● **SET OF TASKS**
A. In the Supreme Court decision excerpt, by what majority did the Supreme Court reverse the Court of Appeal decision?
B. Find every line of the listing that contains the string "hold" and copy each one. Case counts.

Supreme Court decision 
The owners appealed to the Supreme Court submitting that the negotiation period expenses, ii) – v) amounting to US$160,213.95, fell within the expression “expense incurred” by them within Rule F and those expenses were incurred “in place of another expense”, i.e. the saving of US$4.15m resulting from the negotiations. Since the negotiation period expenses were less than the “general average expense avoided”, they were accordingly allowable in general average under Rule F.
The Supreme Court (by a majority of 4 to 1) reversed the Court of Appeal decision, allowing the negotiation period expenses, ii) – v), in general average under Rule F and finding that:
- the language of Rule F did not require that the expenses were incurred following an alternative course;
- it was not necessary to consider whether the initial ransom demand was reasonable under Rule A;
It is worth noting the issues considered by the Supreme Court, which are highlighted as follows:
- The Court found that it would not be necessary, and it would be wrong to assume that it would be necessary, to establish that it would have been reasonable to accept the initial ransom demand in order to justify the contention that the negotiation period expenses were allowable under Rule F. Such assumption would mean that, “if a ship-owner incurs an expense to avoid paying a reasonable sum, he can in principle recover under Rule F, whereas if he incurs expense to avoid paying an unreasonable sum (i.e. a larger sum), he cannot recover. The more obvious his duty to mitigate, and the greater the likely benefits of such mitigation, the less likely he would be to be able to recover.”

● **DATA RECORDS**
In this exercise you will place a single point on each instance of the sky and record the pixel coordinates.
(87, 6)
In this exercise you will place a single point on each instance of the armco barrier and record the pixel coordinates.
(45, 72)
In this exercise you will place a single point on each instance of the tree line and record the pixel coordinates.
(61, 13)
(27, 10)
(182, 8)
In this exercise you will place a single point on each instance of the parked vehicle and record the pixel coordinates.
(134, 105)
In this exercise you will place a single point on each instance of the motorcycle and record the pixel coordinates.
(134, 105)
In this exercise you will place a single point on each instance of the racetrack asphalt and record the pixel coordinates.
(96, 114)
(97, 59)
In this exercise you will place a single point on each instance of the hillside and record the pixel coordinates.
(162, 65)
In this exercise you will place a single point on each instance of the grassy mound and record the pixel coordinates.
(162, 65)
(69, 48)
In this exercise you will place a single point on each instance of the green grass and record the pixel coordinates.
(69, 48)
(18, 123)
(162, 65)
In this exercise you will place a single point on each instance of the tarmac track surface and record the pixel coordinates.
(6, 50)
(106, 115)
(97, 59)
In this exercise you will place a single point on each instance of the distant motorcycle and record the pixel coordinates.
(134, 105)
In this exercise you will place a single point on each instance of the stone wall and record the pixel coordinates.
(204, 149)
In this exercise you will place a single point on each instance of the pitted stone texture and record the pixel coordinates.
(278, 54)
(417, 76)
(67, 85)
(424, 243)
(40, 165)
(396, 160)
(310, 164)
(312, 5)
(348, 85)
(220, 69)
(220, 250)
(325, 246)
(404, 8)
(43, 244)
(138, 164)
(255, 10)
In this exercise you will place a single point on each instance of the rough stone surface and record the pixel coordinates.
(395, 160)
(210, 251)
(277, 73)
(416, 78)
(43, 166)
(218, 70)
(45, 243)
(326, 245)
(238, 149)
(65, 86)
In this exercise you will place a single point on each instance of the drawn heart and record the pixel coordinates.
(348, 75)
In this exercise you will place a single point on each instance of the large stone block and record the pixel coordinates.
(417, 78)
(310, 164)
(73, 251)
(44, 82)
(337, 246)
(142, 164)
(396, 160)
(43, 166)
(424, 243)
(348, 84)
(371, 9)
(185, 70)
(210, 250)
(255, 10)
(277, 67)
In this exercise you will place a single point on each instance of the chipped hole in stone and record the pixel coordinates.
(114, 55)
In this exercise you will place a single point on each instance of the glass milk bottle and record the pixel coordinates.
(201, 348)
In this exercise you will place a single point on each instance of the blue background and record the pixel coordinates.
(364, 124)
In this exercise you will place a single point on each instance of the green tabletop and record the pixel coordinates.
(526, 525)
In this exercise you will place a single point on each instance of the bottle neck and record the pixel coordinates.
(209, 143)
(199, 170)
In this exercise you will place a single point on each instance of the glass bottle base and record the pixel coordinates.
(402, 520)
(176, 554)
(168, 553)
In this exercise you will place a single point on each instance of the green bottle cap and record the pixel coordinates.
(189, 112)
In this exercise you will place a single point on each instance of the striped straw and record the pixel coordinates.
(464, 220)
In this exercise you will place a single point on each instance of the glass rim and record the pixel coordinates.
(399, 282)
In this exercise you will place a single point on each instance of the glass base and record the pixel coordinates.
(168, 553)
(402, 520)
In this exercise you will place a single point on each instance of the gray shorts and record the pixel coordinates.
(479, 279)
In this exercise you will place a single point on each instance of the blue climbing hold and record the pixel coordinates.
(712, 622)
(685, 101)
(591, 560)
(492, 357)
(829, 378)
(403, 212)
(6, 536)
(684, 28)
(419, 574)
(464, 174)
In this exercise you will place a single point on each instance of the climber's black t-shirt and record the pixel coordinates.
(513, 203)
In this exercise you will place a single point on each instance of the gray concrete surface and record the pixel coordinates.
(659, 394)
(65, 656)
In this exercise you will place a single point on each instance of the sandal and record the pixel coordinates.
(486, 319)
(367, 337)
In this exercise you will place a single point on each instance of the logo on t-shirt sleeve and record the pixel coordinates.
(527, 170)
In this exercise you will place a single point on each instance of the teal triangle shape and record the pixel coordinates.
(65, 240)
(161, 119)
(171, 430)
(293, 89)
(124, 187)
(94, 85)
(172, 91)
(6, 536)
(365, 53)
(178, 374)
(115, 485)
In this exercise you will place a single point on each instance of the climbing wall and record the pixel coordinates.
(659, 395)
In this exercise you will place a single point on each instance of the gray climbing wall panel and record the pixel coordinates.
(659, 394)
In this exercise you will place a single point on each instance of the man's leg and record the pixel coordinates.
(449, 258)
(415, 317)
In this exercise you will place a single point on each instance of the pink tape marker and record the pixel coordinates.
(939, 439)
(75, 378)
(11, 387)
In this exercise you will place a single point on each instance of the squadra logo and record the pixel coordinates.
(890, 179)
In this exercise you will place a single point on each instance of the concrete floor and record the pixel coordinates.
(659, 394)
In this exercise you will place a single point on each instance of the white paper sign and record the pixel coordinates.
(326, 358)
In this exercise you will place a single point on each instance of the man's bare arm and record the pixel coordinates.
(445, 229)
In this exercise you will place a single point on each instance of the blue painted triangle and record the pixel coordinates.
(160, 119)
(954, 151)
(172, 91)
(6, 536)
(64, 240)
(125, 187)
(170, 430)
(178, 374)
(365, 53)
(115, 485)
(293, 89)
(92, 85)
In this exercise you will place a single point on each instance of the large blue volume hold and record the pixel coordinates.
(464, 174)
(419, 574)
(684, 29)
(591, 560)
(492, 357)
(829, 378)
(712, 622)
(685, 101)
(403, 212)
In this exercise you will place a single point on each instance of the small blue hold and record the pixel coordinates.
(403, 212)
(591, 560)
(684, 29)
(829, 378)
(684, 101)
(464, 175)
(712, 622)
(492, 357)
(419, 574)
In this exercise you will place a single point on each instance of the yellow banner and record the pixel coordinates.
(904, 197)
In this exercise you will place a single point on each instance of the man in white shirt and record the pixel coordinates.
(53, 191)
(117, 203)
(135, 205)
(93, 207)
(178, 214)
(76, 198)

● **PROBLEM SOLUTIONS**
A. By a majority of 4 to 1.

B.
In this exercise you will place a single point on each instance of the blue climbing hold and record the pixel coordinates.
In this exercise you will place a single point on each instance of the large blue volume hold and record the pixel coordinates.
In this exercise you will place a single point on each instance of the small blue hold and record the pixel coordinates.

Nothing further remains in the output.